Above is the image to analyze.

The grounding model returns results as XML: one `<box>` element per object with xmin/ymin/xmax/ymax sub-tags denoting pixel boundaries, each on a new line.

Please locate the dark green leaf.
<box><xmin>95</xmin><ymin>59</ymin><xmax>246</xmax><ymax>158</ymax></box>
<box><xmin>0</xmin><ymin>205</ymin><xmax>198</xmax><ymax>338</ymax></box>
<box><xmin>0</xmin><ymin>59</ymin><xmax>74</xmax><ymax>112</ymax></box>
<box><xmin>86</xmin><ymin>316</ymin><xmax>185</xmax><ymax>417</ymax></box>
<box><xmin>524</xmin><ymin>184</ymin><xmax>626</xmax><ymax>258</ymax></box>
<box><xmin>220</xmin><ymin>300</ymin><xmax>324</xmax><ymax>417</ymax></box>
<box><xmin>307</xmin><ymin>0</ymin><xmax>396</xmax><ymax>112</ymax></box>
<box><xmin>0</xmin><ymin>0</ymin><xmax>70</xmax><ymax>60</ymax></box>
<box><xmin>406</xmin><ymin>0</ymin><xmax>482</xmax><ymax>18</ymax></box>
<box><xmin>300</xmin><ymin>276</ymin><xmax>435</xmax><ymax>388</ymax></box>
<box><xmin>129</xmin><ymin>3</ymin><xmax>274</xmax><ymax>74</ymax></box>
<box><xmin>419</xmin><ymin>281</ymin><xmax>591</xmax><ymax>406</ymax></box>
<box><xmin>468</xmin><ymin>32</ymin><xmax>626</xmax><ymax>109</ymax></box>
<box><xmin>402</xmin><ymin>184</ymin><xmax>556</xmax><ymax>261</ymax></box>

_ _ _ _ _ _ _

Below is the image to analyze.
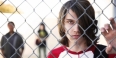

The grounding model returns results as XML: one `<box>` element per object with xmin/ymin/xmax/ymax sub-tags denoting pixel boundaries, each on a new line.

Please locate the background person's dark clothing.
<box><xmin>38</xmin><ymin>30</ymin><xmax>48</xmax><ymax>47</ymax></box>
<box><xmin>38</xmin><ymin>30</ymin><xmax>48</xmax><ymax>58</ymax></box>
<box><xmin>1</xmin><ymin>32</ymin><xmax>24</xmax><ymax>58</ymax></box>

_ _ _ _ _ _ _

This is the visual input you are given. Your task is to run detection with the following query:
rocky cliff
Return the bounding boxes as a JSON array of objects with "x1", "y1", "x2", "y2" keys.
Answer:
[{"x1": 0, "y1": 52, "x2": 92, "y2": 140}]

_ _ _ _ _ _ _

- **Request**
Return, word for word, the material from the line with "Above is the image to analyze." up to and including the line with "Please locate the dark green leaf.".

- **Solution to the exercise**
Above is the image to analyze.

The grounding model returns results as XML: one `<box>` element per object with xmin/ymin/xmax/ymax sub-tags denoting pixel boundaries, each on a new line.

Please locate the dark green leaf.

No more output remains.